- _DESCRIPTION OF THE TASK_
Rewrite the material from the line containing "the large rock." through the line containing "(1106, 464)", both included, changing every "place a marker" to "put a dot" and leaving everything else as it is. Give back only those lines.
.....
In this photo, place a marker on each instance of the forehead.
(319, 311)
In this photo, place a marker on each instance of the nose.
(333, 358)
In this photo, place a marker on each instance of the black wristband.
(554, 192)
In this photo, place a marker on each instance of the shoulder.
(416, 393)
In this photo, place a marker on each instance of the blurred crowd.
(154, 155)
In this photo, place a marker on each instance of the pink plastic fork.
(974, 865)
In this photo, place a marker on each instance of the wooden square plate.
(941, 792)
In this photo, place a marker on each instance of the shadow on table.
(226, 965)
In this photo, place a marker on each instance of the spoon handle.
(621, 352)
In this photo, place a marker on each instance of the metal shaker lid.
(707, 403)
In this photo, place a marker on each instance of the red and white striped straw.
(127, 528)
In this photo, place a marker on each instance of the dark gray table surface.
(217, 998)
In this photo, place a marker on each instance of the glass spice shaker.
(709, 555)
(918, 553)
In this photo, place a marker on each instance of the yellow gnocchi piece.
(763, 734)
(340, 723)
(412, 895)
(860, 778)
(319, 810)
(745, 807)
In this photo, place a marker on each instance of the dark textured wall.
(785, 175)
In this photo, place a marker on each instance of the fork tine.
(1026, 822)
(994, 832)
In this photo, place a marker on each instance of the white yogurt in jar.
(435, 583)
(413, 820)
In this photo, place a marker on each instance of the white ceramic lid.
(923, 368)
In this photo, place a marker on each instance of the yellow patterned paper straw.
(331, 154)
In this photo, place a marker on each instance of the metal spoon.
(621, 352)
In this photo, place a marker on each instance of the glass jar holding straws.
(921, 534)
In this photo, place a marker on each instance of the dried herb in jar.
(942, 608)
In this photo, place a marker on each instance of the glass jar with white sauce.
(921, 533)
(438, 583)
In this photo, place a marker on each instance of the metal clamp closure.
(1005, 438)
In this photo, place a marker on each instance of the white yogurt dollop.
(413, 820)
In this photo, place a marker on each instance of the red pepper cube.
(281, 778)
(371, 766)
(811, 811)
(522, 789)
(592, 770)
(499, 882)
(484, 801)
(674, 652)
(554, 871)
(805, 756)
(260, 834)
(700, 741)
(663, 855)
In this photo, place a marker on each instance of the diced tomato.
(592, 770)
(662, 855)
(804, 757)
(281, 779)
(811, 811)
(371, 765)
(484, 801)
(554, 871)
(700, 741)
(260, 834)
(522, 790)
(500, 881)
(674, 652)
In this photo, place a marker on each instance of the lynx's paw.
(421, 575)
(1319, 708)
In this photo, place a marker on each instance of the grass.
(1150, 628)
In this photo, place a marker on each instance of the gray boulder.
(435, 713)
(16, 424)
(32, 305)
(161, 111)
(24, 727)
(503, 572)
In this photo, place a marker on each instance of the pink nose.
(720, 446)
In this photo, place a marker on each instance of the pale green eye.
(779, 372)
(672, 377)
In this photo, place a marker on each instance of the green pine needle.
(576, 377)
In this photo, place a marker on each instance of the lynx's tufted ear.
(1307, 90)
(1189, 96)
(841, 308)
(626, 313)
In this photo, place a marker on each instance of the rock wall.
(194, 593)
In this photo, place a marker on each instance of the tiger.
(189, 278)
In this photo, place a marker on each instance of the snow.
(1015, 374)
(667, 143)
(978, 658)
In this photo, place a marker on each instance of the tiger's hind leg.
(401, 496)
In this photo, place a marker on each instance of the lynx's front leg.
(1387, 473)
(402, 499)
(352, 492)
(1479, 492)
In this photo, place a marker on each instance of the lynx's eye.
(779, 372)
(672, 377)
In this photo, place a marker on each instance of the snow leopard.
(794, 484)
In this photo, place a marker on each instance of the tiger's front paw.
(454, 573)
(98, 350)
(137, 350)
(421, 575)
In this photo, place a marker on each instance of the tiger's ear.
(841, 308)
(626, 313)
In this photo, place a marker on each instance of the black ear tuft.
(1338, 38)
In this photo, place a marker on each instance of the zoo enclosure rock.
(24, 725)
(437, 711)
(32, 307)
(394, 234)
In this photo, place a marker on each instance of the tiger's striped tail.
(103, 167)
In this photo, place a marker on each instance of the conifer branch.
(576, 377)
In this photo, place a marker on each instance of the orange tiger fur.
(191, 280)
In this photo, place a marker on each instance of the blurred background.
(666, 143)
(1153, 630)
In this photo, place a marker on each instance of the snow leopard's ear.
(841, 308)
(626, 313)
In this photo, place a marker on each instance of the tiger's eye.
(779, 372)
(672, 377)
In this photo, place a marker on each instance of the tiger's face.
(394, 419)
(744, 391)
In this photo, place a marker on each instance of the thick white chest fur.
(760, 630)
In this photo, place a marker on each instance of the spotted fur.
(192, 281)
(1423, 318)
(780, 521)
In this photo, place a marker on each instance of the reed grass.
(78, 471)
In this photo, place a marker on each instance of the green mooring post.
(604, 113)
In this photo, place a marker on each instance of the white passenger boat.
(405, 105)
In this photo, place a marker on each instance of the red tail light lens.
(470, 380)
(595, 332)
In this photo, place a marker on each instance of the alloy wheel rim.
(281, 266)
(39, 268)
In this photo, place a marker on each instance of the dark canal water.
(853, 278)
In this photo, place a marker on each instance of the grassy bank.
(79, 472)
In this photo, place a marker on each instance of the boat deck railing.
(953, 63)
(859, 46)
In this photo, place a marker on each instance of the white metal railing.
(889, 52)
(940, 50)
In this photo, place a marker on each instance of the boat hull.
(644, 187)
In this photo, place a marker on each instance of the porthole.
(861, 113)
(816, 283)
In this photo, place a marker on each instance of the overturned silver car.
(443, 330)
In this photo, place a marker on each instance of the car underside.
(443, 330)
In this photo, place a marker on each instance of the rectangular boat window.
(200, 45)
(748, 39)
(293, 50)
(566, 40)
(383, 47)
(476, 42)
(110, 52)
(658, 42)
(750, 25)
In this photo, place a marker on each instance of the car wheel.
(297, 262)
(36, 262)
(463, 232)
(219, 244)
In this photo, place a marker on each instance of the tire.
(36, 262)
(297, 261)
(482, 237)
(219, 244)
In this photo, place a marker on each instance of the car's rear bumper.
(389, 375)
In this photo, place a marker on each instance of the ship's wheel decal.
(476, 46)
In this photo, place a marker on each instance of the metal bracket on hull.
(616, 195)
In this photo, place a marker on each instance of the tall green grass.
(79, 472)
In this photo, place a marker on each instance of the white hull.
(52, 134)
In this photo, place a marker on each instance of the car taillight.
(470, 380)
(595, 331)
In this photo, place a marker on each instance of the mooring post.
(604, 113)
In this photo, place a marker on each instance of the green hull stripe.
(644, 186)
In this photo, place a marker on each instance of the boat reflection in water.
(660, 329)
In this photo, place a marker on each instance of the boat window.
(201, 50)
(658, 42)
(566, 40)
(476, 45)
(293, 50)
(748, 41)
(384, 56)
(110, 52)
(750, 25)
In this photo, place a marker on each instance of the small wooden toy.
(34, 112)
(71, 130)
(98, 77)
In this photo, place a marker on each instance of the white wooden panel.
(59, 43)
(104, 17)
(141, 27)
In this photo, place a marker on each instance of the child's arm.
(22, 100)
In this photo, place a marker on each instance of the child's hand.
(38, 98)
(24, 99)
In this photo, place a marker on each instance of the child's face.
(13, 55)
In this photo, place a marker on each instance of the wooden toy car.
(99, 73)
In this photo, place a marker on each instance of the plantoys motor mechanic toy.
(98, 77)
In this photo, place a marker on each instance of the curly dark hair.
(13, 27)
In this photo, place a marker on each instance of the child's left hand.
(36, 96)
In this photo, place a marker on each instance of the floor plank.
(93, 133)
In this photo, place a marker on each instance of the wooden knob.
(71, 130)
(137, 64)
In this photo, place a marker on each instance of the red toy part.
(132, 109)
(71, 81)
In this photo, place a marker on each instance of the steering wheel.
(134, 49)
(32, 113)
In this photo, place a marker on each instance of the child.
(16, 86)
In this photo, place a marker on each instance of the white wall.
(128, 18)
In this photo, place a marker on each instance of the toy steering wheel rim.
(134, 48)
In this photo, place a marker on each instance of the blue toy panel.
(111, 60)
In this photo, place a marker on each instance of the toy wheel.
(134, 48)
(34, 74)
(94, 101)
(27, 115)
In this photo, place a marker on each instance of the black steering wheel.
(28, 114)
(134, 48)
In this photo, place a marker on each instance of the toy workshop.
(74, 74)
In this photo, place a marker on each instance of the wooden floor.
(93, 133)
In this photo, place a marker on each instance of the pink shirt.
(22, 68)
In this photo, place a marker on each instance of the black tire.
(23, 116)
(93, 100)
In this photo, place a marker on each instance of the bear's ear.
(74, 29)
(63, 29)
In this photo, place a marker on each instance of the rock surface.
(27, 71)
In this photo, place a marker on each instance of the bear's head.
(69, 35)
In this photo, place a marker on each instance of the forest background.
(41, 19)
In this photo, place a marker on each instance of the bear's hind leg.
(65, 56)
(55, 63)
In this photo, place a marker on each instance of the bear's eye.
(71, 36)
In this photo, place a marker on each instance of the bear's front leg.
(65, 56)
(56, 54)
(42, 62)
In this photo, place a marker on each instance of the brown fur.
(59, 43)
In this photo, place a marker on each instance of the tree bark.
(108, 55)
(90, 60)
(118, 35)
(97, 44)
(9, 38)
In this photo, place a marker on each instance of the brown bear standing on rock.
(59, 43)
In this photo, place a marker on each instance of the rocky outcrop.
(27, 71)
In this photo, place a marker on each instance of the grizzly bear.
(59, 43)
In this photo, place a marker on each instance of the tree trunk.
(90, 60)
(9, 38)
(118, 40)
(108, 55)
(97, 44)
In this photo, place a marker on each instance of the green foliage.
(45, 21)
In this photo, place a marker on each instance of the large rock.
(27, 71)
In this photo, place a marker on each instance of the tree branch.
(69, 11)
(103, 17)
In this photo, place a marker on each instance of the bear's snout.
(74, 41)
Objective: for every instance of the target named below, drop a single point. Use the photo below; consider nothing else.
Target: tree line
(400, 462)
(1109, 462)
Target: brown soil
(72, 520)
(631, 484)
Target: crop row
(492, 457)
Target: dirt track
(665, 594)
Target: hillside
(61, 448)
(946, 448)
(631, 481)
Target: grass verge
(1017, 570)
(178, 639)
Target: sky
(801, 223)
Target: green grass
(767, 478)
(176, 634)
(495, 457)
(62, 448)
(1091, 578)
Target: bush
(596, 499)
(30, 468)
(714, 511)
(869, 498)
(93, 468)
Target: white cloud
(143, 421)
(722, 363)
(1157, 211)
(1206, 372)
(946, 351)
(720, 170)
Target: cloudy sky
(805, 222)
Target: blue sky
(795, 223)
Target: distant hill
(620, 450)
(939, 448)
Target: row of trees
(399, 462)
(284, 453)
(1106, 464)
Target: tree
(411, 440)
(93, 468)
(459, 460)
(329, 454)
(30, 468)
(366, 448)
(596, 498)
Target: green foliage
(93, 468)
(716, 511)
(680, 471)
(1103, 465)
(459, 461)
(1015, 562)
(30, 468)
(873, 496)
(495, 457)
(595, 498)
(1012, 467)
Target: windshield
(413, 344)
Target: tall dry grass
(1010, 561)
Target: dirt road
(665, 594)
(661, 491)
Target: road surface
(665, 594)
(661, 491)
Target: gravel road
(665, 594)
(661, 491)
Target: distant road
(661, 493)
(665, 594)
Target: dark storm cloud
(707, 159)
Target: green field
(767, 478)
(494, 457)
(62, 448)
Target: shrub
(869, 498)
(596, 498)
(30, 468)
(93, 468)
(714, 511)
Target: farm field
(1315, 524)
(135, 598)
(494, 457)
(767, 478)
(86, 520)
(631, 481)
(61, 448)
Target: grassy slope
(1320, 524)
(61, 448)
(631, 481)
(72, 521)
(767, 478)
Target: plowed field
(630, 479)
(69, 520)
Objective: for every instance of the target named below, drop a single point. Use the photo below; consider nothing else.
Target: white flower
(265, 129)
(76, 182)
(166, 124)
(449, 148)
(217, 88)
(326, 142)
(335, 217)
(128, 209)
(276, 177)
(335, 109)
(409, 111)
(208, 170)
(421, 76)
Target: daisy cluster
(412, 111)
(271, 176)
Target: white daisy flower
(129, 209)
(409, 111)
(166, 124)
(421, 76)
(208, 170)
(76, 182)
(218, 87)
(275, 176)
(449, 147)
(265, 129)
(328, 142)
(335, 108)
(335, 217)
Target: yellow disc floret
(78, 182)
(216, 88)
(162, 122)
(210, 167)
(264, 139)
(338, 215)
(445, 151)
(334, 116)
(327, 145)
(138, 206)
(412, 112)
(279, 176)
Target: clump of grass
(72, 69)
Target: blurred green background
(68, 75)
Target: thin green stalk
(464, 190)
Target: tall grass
.....
- _WORKED SOLUTION_
In this photo, put a dot on each instance of the large rock.
(27, 71)
In this photo, put a dot on each instance of the tree branch.
(69, 11)
(103, 17)
In this photo, put a dot on each instance of the bear's snout.
(74, 41)
Objective: for every instance of the target named below, drop a single point. Use the photo below; consider nothing else.
Target: tree line
(400, 462)
(1109, 462)
Target: brown soil
(72, 520)
(631, 484)
Target: crop row
(492, 457)
Target: dirt track
(665, 594)
Target: hillside
(61, 448)
(946, 448)
(631, 481)
Target: grass verge
(1017, 570)
(178, 639)
Target: sky
(801, 223)
Target: green grass
(767, 478)
(176, 634)
(495, 457)
(62, 448)
(1091, 578)
Target: bush
(596, 499)
(30, 468)
(714, 511)
(869, 498)
(93, 468)
Target: white cloud
(143, 421)
(722, 363)
(1157, 211)
(1206, 372)
(946, 351)
(720, 170)
Target: cloudy sky
(805, 222)
Target: blue sky
(795, 223)
Target: distant hill
(620, 450)
(939, 448)
Target: row of trees
(399, 462)
(284, 453)
(1106, 464)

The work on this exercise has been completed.